■ **INSTRUCTION**:
Convert the data below into a JSON list of strings, starting with the line that contains "Draw the outline of every instance of the **white" and going on through the end of the data. Use one string per line and leave out blank lines.

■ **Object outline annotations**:
--- --- ---

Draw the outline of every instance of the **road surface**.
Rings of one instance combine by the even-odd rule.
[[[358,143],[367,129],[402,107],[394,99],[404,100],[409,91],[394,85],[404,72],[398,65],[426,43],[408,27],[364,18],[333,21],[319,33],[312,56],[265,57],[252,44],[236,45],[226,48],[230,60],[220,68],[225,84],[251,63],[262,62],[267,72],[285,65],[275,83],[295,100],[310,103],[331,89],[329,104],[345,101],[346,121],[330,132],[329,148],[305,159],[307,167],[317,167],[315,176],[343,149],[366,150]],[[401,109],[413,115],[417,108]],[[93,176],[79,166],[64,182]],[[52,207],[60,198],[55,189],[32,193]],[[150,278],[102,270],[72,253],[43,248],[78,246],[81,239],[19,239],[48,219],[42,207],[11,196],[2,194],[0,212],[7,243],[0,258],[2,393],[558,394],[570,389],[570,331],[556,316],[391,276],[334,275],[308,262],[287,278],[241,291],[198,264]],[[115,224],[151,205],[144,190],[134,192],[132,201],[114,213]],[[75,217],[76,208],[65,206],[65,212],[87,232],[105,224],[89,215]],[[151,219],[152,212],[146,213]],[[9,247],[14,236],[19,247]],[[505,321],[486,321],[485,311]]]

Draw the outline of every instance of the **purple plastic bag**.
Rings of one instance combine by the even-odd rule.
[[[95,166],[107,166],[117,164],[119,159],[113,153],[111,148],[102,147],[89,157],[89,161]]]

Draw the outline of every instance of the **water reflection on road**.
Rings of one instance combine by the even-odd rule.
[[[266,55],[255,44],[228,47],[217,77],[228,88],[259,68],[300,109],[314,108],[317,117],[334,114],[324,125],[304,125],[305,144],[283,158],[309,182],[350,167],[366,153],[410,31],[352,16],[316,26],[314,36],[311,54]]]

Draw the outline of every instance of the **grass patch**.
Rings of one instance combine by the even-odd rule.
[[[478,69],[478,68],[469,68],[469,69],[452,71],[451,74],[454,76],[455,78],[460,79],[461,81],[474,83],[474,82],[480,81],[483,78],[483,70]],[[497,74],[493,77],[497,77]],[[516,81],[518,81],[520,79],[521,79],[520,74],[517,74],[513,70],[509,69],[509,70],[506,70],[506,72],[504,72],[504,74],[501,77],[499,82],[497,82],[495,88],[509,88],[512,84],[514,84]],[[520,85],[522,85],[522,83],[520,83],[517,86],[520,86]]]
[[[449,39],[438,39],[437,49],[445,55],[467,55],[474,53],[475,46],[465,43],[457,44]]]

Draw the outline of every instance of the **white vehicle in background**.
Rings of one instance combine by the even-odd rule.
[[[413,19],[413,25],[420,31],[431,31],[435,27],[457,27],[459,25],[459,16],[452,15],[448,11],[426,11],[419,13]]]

--- --- ---

■ **RESPONSE FOR THIS EXERCISE**:
[
  "Draw the outline of every instance of the **white vehicle in background**.",
  "Rings of one instance combine by the even-odd rule.",
  "[[[413,19],[413,25],[420,31],[431,31],[435,27],[457,27],[459,25],[459,16],[452,15],[448,11],[426,11],[419,13]]]"
]